What Forensic Vendors Don’t Like To Tell Their Customers. Part 2

June 14th, 2023 by Vladimir Katalov
Category: «General», «Mobile»

Year after year, the field of digital forensics and incident response (DFIR) presents us with new challenges. Various vendors from around the world are tirelessly striving to simplify and enhance the work of experts in this field, but there are some things you probably do not know about (or simply never paid attention to) that we discussed in the first part of these series. Today we’ll discuss some real cases to shed light onto some vendors’ shady practices.

The yellow leader’s T-Shirt

One striking observation is the prevalence of self-proclaimed leaders among these vendors. It’s fascinating to see the consistent use of grandiose titles in their press releases. Almost every company claims to be the “global leader” or “industry’s leading provider” in digital forensics and intelligence solutions. I absolutely love this; here are some real quotes from press-releases of different vendors:

  • Company A, the global leader in Digital Intelligence Solutions…
  • Company B, a global leader in forensic technology for mobile device investigations…
  • Company C is a global leader in digital forensics technology…
  • Company D, a global leader in digital forensics for law enforcement…
  • Company E, the industry’s leading provider of digital forensic investigation technology…
  • Company F is a world leader in forensic technology…
  • Company G is a global leader in digital forensics software.

* * * * *

▶ **Required tasks**:
1) In the article on forensic vendors:
(a) Who wrote it, and on what date?
(b) Under which two categories is it filed?
(c) Which company is quoted calling itself "the industry's leading provider"?
2) Which companies in the article on forensic vendors are quoted using the exact phrase "a global leader" about themselves?
3) Carry the article on forensic vendors forward from where it stops.

▶ **Source data**:

* * * * *

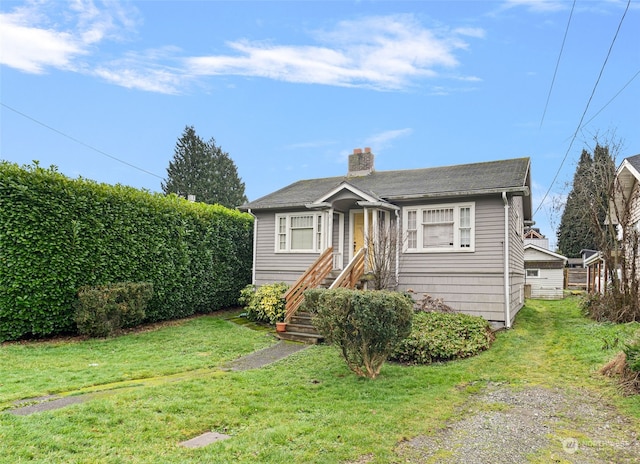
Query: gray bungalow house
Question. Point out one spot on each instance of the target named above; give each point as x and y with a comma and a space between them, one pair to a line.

* * * * *

▶ **Answers to the problems**:
1)
(a) Vladimir Katalov, June 14th, 2023
(b) «General» and «Mobile»
(c) Company E

2) Company B, Company C, Company D, Company G

3)
  • Company H is a leading provider of mobile device digital forensics.

There is one vendor that stands out from the crowd, and they have earned immense respect from us precisely because they refrain from such self-promotion. They must be the real leader after all:

“Founded in 2010, Magnet Forensics is a developer of digital investigation software that acquires, analyzes, reports on, and manages evidence from digital sources, including computers, mobile devices, IoT devices and cloud services.”

Secrets are lies by another name

Another intriguing aspect pertains to the secrecy surrounding certain products. Some vendors require customers to sign nondisclosure agreements (NDAs), preventing discussions about sensitive topics such as the capabilities of their products.

No discussion of sensitive topics commonly protected by NDA such as PRODUCT’s capabilities.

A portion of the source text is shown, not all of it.